EXERCISE BRIEF
Rewrite the data below, replacing "Verify that claim" with "Confirm that claim" throughout and leaving everything else unchanged.

[Collected data]
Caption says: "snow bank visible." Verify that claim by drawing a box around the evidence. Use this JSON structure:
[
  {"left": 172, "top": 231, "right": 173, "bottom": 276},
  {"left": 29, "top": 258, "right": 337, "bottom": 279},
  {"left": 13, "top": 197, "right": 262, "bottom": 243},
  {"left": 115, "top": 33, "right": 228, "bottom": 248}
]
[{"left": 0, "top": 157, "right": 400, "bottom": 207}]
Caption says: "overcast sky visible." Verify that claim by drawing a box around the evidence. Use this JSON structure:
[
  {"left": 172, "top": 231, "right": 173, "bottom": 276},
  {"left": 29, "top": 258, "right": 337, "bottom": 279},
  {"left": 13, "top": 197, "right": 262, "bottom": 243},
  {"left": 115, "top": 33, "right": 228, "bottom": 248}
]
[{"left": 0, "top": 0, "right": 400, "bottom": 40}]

RESPONSE
Caption says: "snow bank visible." Confirm that claim by drawing a box around the evidence. Use this JSON structure:
[
  {"left": 172, "top": 231, "right": 173, "bottom": 276},
  {"left": 29, "top": 258, "right": 337, "bottom": 279},
  {"left": 13, "top": 197, "right": 262, "bottom": 243},
  {"left": 115, "top": 33, "right": 228, "bottom": 248}
]
[{"left": 0, "top": 157, "right": 400, "bottom": 207}]
Caption says: "overcast sky visible." Confirm that claim by drawing a box around the evidence. Use this JSON structure:
[
  {"left": 172, "top": 231, "right": 173, "bottom": 276},
  {"left": 29, "top": 258, "right": 337, "bottom": 279},
  {"left": 13, "top": 197, "right": 262, "bottom": 243},
  {"left": 115, "top": 33, "right": 228, "bottom": 248}
]
[{"left": 0, "top": 0, "right": 400, "bottom": 40}]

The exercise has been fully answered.